What needs to be done:
Everything from the line holding "Where can you find the dark" through the final line of the entries below is to be duplicated exactly, and nothing outside that span.
====
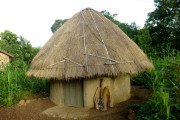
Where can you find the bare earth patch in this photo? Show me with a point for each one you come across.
(32, 110)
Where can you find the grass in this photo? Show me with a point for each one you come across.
(164, 80)
(15, 85)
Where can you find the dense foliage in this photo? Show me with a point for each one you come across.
(14, 84)
(159, 38)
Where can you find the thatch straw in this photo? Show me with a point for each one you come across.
(88, 45)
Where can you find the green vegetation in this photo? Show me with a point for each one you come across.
(164, 80)
(14, 84)
(159, 39)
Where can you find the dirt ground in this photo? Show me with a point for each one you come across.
(32, 109)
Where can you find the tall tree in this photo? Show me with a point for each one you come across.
(17, 46)
(164, 24)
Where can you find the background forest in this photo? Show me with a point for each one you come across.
(159, 39)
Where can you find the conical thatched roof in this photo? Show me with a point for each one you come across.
(88, 45)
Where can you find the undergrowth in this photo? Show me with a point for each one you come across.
(14, 84)
(164, 80)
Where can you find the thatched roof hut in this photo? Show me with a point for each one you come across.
(88, 46)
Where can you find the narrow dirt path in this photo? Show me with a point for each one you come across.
(32, 110)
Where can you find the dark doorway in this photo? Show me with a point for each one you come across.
(73, 93)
====
Answer box:
Where can you find the dark doorway in this photo? Show me with a point for each one you come across.
(73, 93)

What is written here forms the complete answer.